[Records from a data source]
════════════════

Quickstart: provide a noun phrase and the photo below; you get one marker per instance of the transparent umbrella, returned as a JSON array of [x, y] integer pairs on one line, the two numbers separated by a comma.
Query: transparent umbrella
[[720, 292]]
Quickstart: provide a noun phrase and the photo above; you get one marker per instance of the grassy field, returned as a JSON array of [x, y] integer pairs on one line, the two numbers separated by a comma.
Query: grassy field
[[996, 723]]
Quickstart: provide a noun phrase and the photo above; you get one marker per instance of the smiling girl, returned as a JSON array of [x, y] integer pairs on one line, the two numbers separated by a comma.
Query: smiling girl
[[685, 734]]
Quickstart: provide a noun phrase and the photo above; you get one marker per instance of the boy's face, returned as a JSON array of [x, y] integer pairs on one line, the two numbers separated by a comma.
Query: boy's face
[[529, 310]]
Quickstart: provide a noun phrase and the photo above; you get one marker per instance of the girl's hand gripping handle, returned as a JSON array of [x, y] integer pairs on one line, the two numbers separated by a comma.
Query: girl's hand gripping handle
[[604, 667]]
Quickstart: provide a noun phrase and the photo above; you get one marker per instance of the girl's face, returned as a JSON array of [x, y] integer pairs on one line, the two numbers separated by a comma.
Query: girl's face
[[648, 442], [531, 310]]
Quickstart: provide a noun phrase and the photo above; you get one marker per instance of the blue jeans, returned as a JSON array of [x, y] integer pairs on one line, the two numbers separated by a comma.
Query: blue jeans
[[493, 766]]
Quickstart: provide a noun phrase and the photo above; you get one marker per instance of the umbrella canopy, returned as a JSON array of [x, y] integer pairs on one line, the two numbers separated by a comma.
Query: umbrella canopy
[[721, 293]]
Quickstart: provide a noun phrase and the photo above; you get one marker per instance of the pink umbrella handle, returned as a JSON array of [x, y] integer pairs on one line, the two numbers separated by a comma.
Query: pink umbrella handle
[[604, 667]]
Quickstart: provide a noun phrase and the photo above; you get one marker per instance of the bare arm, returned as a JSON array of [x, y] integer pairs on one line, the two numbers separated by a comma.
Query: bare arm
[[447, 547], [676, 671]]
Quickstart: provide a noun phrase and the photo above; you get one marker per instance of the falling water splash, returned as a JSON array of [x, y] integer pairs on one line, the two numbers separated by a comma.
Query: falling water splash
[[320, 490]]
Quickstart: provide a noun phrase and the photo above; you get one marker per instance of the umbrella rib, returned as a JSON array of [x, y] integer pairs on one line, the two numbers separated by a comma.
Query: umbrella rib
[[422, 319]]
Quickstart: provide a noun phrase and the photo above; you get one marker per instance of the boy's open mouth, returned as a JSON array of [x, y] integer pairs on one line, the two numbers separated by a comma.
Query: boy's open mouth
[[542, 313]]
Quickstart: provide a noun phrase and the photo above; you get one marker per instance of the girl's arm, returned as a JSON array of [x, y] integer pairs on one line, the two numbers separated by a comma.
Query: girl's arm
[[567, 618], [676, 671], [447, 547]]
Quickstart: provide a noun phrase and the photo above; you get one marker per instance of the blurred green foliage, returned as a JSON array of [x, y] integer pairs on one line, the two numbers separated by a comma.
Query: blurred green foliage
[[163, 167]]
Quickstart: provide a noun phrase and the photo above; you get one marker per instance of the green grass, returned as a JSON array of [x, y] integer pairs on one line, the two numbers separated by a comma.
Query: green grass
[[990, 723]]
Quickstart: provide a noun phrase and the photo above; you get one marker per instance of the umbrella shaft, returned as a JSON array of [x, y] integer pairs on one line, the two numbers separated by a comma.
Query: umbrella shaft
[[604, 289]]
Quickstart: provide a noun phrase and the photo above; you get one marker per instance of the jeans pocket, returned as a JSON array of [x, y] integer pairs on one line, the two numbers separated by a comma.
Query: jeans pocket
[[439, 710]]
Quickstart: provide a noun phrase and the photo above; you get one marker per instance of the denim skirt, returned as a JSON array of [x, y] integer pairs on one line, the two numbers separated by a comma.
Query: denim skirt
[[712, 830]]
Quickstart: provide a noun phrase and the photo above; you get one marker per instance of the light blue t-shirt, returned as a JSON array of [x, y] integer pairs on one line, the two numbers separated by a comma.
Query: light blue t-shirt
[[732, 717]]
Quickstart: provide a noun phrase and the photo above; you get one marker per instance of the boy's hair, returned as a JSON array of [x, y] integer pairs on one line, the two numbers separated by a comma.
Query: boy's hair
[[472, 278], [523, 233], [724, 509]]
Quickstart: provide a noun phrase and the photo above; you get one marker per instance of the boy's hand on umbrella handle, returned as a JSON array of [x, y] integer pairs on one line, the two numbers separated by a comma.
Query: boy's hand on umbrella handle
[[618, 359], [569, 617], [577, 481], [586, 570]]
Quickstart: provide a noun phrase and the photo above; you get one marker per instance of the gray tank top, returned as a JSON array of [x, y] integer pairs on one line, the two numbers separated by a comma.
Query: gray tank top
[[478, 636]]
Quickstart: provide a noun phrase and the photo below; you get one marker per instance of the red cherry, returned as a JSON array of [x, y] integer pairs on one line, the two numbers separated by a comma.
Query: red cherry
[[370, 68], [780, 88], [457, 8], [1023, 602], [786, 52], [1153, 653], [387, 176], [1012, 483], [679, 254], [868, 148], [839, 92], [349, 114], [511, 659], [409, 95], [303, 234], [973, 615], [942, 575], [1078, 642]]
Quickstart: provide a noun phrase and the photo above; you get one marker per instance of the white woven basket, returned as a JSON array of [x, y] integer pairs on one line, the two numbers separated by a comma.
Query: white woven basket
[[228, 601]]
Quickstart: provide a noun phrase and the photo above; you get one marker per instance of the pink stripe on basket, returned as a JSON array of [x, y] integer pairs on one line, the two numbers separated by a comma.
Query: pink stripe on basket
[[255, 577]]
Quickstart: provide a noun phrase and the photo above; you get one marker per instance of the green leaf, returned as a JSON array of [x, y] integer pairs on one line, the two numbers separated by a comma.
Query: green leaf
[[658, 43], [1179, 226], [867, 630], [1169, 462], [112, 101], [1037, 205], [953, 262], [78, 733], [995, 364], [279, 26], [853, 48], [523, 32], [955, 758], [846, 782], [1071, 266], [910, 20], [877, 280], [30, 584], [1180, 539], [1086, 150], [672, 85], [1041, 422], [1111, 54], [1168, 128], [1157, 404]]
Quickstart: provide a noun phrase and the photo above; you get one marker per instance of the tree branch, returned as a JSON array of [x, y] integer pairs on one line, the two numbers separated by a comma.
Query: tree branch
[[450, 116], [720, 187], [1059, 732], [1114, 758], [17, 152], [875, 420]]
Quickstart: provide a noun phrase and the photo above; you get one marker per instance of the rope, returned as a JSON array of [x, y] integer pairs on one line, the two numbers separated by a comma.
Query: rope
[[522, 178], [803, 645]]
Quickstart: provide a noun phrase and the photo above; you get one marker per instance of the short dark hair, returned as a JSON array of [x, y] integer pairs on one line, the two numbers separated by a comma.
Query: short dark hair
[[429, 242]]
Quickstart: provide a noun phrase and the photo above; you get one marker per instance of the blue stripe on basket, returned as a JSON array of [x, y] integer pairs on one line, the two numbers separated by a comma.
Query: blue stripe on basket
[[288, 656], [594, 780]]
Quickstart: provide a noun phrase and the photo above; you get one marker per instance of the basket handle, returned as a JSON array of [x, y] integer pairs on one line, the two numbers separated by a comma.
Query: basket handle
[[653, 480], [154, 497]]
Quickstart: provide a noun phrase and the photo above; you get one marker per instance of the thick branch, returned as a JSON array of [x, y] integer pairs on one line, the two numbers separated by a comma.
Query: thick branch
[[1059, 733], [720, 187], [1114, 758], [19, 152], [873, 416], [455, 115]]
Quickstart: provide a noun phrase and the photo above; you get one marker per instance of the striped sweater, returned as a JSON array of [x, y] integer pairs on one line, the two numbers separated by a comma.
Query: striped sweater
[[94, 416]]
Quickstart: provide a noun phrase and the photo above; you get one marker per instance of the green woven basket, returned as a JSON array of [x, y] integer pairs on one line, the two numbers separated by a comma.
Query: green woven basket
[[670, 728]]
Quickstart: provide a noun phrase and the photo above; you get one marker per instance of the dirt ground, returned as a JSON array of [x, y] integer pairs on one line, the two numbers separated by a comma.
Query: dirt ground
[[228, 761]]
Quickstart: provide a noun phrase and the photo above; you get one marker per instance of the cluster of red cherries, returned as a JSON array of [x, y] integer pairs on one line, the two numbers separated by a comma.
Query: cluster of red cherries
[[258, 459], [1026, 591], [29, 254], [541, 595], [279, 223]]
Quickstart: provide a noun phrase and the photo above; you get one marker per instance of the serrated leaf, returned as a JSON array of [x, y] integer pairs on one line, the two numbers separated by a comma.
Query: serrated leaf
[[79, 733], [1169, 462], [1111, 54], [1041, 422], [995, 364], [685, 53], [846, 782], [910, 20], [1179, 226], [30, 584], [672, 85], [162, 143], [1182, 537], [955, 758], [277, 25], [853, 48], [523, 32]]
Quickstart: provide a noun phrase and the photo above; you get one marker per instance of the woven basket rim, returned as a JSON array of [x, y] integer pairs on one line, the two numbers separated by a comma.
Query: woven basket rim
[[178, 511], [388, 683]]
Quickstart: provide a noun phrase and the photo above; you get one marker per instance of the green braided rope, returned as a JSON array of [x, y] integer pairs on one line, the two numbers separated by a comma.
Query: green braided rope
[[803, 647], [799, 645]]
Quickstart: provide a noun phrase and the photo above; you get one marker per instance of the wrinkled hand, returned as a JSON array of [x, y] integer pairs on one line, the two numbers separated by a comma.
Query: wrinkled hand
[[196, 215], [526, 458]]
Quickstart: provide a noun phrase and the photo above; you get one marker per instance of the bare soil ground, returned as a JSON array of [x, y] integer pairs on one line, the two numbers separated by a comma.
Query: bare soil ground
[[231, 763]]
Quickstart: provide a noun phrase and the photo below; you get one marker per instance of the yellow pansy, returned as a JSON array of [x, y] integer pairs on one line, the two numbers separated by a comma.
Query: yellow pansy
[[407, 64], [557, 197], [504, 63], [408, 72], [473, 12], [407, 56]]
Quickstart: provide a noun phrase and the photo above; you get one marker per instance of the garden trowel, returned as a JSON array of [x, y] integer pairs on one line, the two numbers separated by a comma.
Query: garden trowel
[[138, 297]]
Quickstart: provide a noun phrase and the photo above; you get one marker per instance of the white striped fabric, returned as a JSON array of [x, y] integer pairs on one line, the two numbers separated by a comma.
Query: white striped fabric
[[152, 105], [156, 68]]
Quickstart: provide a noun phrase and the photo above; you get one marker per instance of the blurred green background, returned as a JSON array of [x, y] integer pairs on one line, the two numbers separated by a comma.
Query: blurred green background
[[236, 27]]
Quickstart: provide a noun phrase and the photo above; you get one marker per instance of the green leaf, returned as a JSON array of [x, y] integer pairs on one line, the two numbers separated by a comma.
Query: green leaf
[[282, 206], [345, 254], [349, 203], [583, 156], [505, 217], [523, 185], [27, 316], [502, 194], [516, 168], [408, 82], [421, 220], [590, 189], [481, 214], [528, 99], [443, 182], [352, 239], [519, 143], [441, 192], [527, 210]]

════════════════

| The problem |
Reproduce the lines in the records above word for word, starting with the line that contains "the bare soil" and going on through the line that contains "[[138, 297]]", including both of those lines.

| The result |
Quickstart: provide a noun phrase and the photo above; you get one marker per instance of the bare soil ground, returned as a JSON array of [x, y] integer pairs on one line, the two numbers separated by a comma.
Query: bare soil ground
[[231, 763]]
Quickstart: provide a noun phrase and the photo below; you get one marker per instance of the yellow pansy, returned as a JSON array of [x, y] integer pairs on one line, the two numbers separated by a comma.
Query: yellow pansy
[[407, 64], [557, 197], [504, 63], [408, 72], [473, 12], [407, 56]]
Quickstart: provide a noun phrase and the photo above; you get one marker per instance of the garden trowel, returned as a JSON array of [x, y] integer pairs on one line, the two numbers separated by a comma.
Query: garden trowel
[[138, 297]]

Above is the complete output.